→ Job: Please turn the material below into a JSON list of strings, one string per line, skipping blank lines. Leave the pictures out of the list.

Pointing records
※

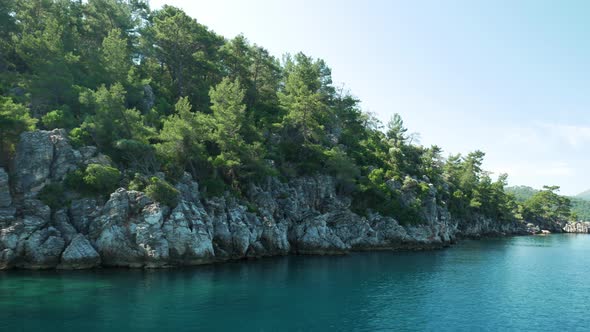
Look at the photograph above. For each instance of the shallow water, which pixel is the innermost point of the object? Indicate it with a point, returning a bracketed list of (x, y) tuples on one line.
[(519, 283)]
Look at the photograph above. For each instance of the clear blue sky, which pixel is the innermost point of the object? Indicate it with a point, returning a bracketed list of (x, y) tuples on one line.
[(511, 78)]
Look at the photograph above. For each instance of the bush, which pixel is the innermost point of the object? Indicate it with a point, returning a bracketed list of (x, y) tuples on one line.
[(61, 118), (80, 137), (138, 183), (101, 179), (95, 179), (213, 187), (162, 191)]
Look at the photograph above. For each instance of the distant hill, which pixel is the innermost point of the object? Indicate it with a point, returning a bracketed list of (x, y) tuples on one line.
[(522, 193), (584, 195), (580, 202)]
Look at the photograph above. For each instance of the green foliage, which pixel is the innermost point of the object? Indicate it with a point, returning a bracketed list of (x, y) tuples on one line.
[(94, 180), (80, 137), (158, 91), (161, 191), (61, 118), (547, 206)]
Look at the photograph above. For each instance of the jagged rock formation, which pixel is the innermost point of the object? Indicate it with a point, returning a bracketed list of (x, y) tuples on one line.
[(304, 216)]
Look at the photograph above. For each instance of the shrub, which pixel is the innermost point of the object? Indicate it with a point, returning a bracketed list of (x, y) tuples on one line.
[(161, 191), (95, 179), (138, 183), (101, 179), (80, 137), (213, 187), (61, 118)]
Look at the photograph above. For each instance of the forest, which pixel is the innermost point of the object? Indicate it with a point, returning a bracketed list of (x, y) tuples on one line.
[(161, 94)]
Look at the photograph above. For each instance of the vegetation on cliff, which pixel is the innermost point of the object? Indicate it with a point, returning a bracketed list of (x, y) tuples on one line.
[(159, 92)]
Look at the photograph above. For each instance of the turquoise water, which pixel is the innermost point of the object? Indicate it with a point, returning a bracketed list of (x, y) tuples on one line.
[(520, 283)]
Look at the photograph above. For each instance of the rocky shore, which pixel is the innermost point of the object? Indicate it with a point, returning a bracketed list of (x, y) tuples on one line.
[(303, 216)]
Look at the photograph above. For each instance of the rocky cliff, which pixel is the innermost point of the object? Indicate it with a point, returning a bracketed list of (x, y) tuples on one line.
[(303, 216)]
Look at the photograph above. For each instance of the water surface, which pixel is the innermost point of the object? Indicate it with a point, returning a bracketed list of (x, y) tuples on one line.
[(521, 283)]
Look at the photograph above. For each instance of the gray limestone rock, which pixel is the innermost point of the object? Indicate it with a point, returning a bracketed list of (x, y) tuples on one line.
[(79, 254)]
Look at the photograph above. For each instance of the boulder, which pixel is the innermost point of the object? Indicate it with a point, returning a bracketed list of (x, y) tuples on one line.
[(42, 156), (42, 250), (5, 197), (79, 254)]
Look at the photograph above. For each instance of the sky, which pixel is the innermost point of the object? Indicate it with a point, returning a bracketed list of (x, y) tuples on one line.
[(510, 78)]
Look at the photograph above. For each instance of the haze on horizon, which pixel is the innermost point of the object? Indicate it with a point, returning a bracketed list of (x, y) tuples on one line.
[(506, 78)]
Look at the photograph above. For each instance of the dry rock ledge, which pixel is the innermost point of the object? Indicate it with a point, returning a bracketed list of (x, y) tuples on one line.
[(304, 216)]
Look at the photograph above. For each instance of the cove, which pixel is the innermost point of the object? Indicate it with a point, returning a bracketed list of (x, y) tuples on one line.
[(516, 283)]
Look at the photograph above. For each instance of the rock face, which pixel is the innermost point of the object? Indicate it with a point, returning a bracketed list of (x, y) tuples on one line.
[(577, 227), (79, 254), (43, 156), (303, 216)]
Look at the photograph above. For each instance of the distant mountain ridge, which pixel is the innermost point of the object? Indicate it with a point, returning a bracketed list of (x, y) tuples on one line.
[(580, 202), (521, 193)]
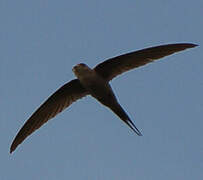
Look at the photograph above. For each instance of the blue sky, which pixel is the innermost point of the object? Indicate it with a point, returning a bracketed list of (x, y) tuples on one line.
[(41, 41)]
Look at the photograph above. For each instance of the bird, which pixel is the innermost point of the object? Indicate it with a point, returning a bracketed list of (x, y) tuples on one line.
[(96, 83)]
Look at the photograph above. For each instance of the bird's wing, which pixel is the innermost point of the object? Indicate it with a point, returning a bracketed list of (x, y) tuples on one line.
[(56, 103), (120, 64)]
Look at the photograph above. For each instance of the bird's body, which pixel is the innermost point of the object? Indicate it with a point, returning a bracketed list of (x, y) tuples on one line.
[(95, 82)]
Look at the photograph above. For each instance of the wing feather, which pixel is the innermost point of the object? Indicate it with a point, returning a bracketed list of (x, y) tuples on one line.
[(120, 64), (56, 103)]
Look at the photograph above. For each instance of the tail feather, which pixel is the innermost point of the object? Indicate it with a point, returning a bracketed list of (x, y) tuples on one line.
[(119, 111)]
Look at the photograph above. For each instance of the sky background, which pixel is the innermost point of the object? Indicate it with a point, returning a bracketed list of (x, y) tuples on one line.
[(40, 42)]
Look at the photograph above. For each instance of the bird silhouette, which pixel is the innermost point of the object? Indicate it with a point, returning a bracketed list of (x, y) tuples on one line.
[(95, 82)]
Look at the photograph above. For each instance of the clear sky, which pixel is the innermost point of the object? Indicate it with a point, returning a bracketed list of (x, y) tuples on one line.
[(40, 42)]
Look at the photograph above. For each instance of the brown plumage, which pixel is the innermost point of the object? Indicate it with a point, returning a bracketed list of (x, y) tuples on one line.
[(95, 82)]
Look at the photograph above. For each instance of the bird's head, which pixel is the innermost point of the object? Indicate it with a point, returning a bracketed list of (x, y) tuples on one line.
[(81, 70)]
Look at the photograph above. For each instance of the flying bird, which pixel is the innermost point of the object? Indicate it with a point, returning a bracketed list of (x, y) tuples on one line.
[(95, 82)]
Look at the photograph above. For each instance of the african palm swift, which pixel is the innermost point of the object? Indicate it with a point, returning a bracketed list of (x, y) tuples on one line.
[(95, 82)]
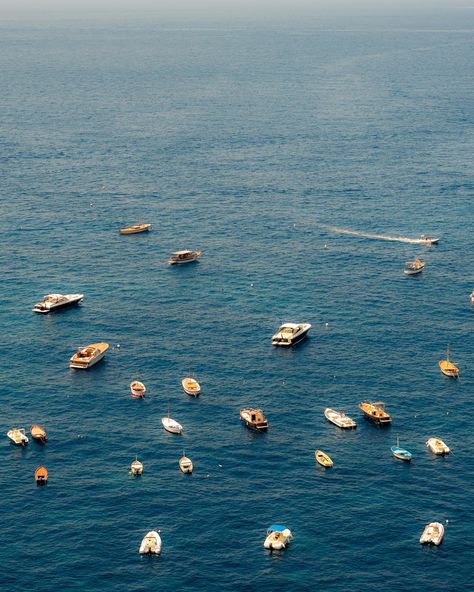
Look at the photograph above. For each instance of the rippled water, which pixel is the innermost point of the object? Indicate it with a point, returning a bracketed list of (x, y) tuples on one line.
[(256, 145)]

※

→ Result below:
[
  "Look at the photograph above. For each instance of the shallow water, which pixel is the innermost point of the object? Indicate it with a point, returning a bracketed list of (x, y) tuples on one line.",
  "[(519, 283)]",
  "Look at the photograph above. For each instance of the clear blue sky, which pixel is the innermost point of the object? Indicate it with a point, returning a bracketed list of (x, y) tuples on one line.",
  "[(511, 78)]",
  "Look at the photograph above. For each instance of the bush, which pixel is the innermost point of the object? Indicate it with a point, returning a bracketed list of (x, y) tuples on one line.",
  "[(61, 118), (80, 137), (138, 183), (101, 179), (95, 179), (213, 187), (162, 191)]",
  "Look at the photograph above. For each instance of the distant hill, which pixel is the innermost point of the object? Indicate it with a point, returning a bracketed list of (x, y) tuples on one line.",
  "[(522, 193), (584, 195), (580, 202)]",
  "Look at the photograph above. For each instance of the green foliage, which pixel is the innermost point of the object? Indicate it with a point, returning a bracketed list of (x, y) tuples on one line.",
  "[(94, 180), (80, 137), (158, 91), (161, 191), (61, 118), (547, 206)]",
  "Look at the photograph above. For each instance of the jagged rock formation, which pixel is the innermost point of the object? Indicate it with a point, returning a bracketed list of (x, y) tuples on one line.",
  "[(304, 216)]",
  "Look at the photograph above. For each instance of the shrub, which pixel is the innermost point of the object? Indicate it with a point, returning a bracketed list of (x, y) tuples on one line.",
  "[(161, 191), (95, 179), (138, 183), (101, 179), (80, 137), (213, 187), (61, 118)]",
  "Look at the photograph above. For each instance of the forest, which pixel is the innermost point of the object? Indicate it with a point, returning a bracketed list of (x, y) tuples on one line.",
  "[(161, 94)]",
  "Look at the photograph above. For each instance of the vegetation on cliff, which pixel is the innermost point of the object? Indicate it with a point, returning a bracketed list of (x, y) tuples on one line.",
  "[(159, 92)]",
  "Look at the photograph above. For each instance of the turquoise water, which pixel is the innermost point of the object? Indicate it with a point, returning a bracketed list of (x, y) tuples on one line.",
  "[(520, 283)]",
  "Look at the photograph above. For each instance of the rocky shore, which pixel is the innermost point of the object? Indicate it with a point, returning a bracketed list of (x, y) tuples on one line.",
  "[(303, 216)]",
  "Look at the photograph above. For each instance of the rocky cliff, which pixel is the innermost point of the object? Indicate it with a point, returning a bracketed list of (x, y) tuples on one line.",
  "[(303, 216)]",
  "Look at the photograph above. For each instance of the water surface, which pixel is the innermost point of the object? Indicate it with a point, returning a bracketed list of (x, y) tuples on one line.",
  "[(521, 283)]",
  "Look at the photograph above. For each instance of the gray limestone rock, which pixel is the innermost point of the object? Indicate it with a point, returning a bracketed list of (x, y) tuples on one line.",
  "[(79, 254)]",
  "Look at the photograph above. For each instance of the boulder, which pixel is the innermost point of the object? Indicate it with a point, returning a bracketed list of (x, y) tuples on one line.",
  "[(42, 156), (42, 250), (5, 197), (79, 254)]",
  "Look at the photograph above. For each instance of the sky, which pixel is the innermost point of the object? Indicate it with a point, returning a bracketed list of (x, y) tuples on one line.",
  "[(510, 78)]",
  "Look at the photograph above. For each instance of the haze on horizon, which pixel is the innermost point of the object? Indicate it with a point, returning a bracketed list of (x, y) tuples on one line.",
  "[(506, 78)]",
  "Look at the photograph above. For each instance of the dry rock ledge, which pixel is the innermost point of the object? Indicate it with a point, returning a bracketed list of (x, y) tuples on one line.",
  "[(304, 216)]",
  "Look at the photograph above. For each instance of the cove, which pixel is the innermost point of the object? Indicate it with a point, returning a bracketed list of (x, y) tuples on one line.",
  "[(516, 283)]",
  "Look at the photograph above. For each instance of the rock face, which pixel is the innermost point of the object? Indicate it with a point, returning a bracketed list of (x, y) tuples on one line.",
  "[(577, 227), (79, 254), (43, 156), (303, 216)]",
  "Look at the photograph above. For each instance of the distant mountain ridge, which pixel is the innermost point of the object? Indicate it with a point, returning a bracketed list of (x, y) tuples on one line.",
  "[(580, 202), (521, 193)]",
  "Look at the photograph above. For each instance of the blue sky, which pixel is the innermost point of the object? Indicate it with a point, returning a bracketed list of (x, y) tuples on one line.",
  "[(41, 41)]",
  "Look at the photograph above. For each instance of the bird, which pixel is the innermost point of the object? Indicate it with a point, returning a bracketed list of (x, y) tuples on one line.",
  "[(96, 83)]",
  "Look at the photograph above. For each instance of the bird's wing, which pixel is the innermost point of the object? Indicate it with a point, returning a bracketed list of (x, y) tuples on one line.",
  "[(56, 103), (120, 64)]",
  "Look at the photograph above. For each instance of the bird's body, which pixel is the innermost point of the object? Indicate it with a point, returning a bracketed list of (x, y) tuples on one line.",
  "[(95, 82)]",
  "Look at the photograph above. For each instance of the wing feather, which pixel is the innermost point of the object? Indicate it with a point, returning a bracketed list of (x, y) tuples on one line.",
  "[(120, 64), (56, 103)]",
  "Look at the photograph above. For each instance of the tail feather, which pixel is the innermost point of the object? Indicate it with a point, returning a bracketed list of (x, y) tuples on one line.",
  "[(119, 111)]",
  "Look at the photograph above. For each instance of the sky background, which pixel is the innermost point of the object? Indicate it with a point, returning a bracketed list of (x, y) tuples on one line.",
  "[(40, 42)]",
  "Look at the photograph above. For each instance of the bird silhouette, which pixel is the innermost point of the object? Indicate it with a point, returning a bracketed list of (x, y) tuples on one line.",
  "[(95, 82)]",
  "Look at the photograph above. For each instance of the clear sky, which pixel is the innermost point of the object? Indicate it with a point, returning a bracketed list of (x, y) tuples on one line.",
  "[(40, 42)]",
  "Look at the photograph above. For each instance of the brown plumage, which pixel is the innermost point of the object? Indicate it with a point, returning a bracketed list of (x, y) tuples on one line.",
  "[(95, 82)]",
  "Look at the photograph above. For each instance of the bird's head, which pixel is the innermost point of the object? Indicate it with a point, returning a bracketed list of (x, y) tuples on one line.",
  "[(81, 70)]",
  "Look at the photograph above. For each instance of the flying bird, which pixel is the innermost point of the object? Indicate it with a point, returning a bracketed list of (x, y) tuples on one line.",
  "[(95, 82)]",
  "Look at the photograph above. For each instance of the african palm swift, which pixel is the innermost point of the object? Indicate it with a point, returning a bracketed list of (x, y) tuples on one line.",
  "[(95, 82)]",
  "Look at the photograph above. For each instance of the rippled water, which pixel is the innermost point of the object? Indicate it with a point, returning a bracketed list of (x, y) tuples on one line.",
  "[(256, 145)]"
]